### Records provided
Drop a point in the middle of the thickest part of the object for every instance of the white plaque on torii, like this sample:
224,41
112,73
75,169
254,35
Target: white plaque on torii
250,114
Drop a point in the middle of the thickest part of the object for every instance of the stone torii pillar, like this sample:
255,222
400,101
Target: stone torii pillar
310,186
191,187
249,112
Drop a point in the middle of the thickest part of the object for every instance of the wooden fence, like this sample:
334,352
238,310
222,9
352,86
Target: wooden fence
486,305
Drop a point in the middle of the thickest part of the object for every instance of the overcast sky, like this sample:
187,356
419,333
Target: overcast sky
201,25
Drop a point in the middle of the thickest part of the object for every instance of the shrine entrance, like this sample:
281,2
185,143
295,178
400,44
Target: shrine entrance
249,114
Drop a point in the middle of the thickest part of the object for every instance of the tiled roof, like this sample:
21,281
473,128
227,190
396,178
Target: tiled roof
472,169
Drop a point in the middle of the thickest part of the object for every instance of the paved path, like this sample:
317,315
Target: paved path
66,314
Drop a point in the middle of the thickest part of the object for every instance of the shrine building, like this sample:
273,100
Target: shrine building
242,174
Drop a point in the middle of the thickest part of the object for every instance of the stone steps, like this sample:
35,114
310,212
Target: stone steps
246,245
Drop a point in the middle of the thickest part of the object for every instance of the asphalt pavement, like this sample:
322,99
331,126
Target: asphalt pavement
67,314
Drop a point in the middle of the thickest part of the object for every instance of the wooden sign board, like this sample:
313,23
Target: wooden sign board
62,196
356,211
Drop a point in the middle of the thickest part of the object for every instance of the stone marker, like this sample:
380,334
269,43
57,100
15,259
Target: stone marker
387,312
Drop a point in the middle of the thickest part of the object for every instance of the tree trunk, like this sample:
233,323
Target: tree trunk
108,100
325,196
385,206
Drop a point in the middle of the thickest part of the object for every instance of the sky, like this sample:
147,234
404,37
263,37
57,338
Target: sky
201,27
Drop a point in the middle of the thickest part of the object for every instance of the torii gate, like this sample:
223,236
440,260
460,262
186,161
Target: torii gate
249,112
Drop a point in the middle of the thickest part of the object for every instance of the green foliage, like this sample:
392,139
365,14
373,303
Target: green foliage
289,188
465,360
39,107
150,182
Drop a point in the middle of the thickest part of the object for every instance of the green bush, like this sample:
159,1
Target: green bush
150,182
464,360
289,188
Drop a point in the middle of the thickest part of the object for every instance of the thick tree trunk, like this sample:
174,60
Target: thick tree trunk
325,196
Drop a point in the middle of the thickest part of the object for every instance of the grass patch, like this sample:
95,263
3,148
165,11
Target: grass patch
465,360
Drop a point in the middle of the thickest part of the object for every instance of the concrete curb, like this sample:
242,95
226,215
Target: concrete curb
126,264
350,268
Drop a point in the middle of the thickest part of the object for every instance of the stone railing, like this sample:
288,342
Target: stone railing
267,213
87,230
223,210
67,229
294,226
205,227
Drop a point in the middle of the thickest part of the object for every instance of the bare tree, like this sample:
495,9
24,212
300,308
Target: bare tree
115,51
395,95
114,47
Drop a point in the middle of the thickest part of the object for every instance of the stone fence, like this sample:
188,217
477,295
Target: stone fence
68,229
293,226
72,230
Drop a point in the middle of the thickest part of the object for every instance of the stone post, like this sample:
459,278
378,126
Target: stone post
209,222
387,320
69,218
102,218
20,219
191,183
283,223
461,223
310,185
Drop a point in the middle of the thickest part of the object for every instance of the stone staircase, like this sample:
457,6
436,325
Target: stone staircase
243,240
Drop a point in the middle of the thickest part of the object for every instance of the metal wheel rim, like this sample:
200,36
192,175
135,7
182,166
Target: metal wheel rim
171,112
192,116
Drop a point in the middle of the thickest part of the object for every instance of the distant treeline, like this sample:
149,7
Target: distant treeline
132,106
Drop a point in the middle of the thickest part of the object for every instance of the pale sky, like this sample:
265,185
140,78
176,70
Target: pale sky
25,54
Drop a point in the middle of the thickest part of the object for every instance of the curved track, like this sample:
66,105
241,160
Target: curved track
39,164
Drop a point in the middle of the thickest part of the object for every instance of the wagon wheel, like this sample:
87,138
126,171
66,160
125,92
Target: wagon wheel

### Task prompt
When a line above contains the string "wagon", copy that line.

### Your solution
Drop a point in the middle of the thickest part of the object for every instance of the wagon wheel, like this sample:
Target: wagon wheel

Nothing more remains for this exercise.